Soal Latihan a ->
Kumpulkan semua baris listing yang memuat kata "water".

Teks Pilihan ->
- - -

MEDAN, TOPKOTA.co – Ketua Indonesia Police Watch (IPW) Sugeng Teguh Santoso menilai Tim Khusus Internal Polri kasus polisi tembak polisi di rumah Irjen Ferdy Sambo merupakan tantangan menjaga marwah institusi dan menyelamatkan Polri dari hujatan masyarakat.
“Oleh karena itu, setiap anggota tim harus mempertanggungjawabkan sumpahnya selaku bhayangkara negara untuk benar-benar konsisten menegakkan hukum sesuai fakta sebenarnya,” ujar Sugeng, melalui keterangan tertulisnya, Rabu (27/7/2022).
Sebab menurutnya, kasus tewasnya Brigpol Nopryansah Yosua Hutabarat yang ditembak oleh rekannya sesama ajudan Bharada Richard Eliezer, menjadi perhatian masyarakat luas karena terjadi di rumah petinggi Polri.
“Munculnya, banyak kejanggalan yang diungkap oleh pihak Polri, mulai dari ditutup rapatnya kasus selama tiga hari sejak Jumat (8/7/2022) ke hari Senin (11/7/2022), hingga hilangnya HP Yosua dan rusaknya CCTV di lokasi, menjadi pertanyaan para tokoh masyarakat di DPR, LSM hingga Presiden Joko Widodo,” sambungnya.
Bahkan kata Sugeng, Presiden Jokowi telah tiga kali mengingatkan kepada Kapolri, bahwa kasus itu jangan ditutup-tutupi, diproses hukum dan terbuka. Terakhir pesan Presiden diucapkan di Pulau Rinca Taman Nasional Komodo Kabupaten Manggarai Barat Propinsi Nusa Tenggara Timur, Kamis (21/7/2022).
“Sayakan sudah sampaikan, usut tuntas, buka apa adanya, jangan ditutup-tutupi, transparan,” kata Sugeng menirukan ucapan Presiden Jokowi, sambil menasehati bahwa kepercayaan publik terhadap Polri harus dijaga.
Menjaga marwah institusi Polri dan menjaga kepercayaan publik terhadap Polri, menurut Indonesia Police Watch (IPW) harus dilakukan para senior-senior anggota Polri. Utamanya, yang masuk di jajaran Tim Khusus Internal yang dibentuk Kapolri Jenderal Listyo Sigit Prabowo yang menunjuk Wakapolri Komjen Gatot Eddy Pramono sebagai Penanggung Jawab Tim Khusus Internal. Komjen Gotot Eddy merupakan lulusan Akpol 1988.

- - -

Soal Latihan b ->
Tuliskan ulang secara persis bagian teks berita di atas, mulai dari "MEDAN, TOPKOTA.co –" dan terus sampai "tertulisnya, Rabu (27/7/2022).".

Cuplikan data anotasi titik
- - -

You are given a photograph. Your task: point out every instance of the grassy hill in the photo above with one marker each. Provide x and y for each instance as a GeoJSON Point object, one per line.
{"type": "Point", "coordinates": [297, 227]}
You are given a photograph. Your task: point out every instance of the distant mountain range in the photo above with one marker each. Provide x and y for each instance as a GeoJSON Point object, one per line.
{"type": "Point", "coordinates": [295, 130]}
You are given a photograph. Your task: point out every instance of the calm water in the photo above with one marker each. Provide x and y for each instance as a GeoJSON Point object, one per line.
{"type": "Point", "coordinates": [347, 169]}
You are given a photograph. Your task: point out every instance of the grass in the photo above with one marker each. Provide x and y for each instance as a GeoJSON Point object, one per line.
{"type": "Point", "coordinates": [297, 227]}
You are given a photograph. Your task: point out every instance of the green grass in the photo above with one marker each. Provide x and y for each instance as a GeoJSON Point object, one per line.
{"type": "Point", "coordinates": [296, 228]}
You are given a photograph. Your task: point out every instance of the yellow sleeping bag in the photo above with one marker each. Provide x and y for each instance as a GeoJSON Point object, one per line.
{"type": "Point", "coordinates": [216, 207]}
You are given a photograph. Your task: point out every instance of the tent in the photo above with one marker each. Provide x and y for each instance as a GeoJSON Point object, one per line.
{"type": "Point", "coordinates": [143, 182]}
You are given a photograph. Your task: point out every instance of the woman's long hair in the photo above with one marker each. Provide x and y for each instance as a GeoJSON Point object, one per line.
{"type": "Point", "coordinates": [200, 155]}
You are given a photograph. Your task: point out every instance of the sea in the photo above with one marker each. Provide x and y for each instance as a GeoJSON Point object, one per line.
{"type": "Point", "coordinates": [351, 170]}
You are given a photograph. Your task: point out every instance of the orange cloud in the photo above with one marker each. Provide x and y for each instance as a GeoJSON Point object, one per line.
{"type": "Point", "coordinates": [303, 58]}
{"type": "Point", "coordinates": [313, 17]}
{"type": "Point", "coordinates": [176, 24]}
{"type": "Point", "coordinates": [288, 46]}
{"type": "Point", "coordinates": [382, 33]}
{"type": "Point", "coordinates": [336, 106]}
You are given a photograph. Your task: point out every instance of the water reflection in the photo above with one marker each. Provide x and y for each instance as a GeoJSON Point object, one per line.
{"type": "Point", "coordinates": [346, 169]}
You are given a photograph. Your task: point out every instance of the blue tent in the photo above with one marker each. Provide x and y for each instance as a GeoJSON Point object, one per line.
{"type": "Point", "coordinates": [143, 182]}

- - -

Jawaban Terurai a ->
You are given a photograph. Your task: point out every instance of the calm water in the photo above with one marker each. Provide x and y for each instance as a GeoJSON Point object, one per line.
You are given a photograph. Your task: point out every instance of the water reflection in the photo above with one marker each. Provide x and y for each instance as a GeoJSON Point object, one per line.

Jawaban Terurai b ->
MEDAN, TOPKOTA.co – Ketua Indonesia Police Watch (IPW) Sugeng Teguh Santoso menilai Tim Khusus Internal Polri kasus polisi tembak polisi di rumah Irjen Ferdy Sambo merupakan tantangan menjaga marwah institusi dan menyelamatkan Polri dari hujatan masyarakat.
“Oleh karena itu, setiap anggota tim harus mempertanggungjawabkan sumpahnya selaku bhayangkara negara untuk benar-benar konsisten menegakkan hukum sesuai fakta sebenarnya,” ujar Sugeng, melalui keterangan tertulisnya, Rabu (27/7/2022).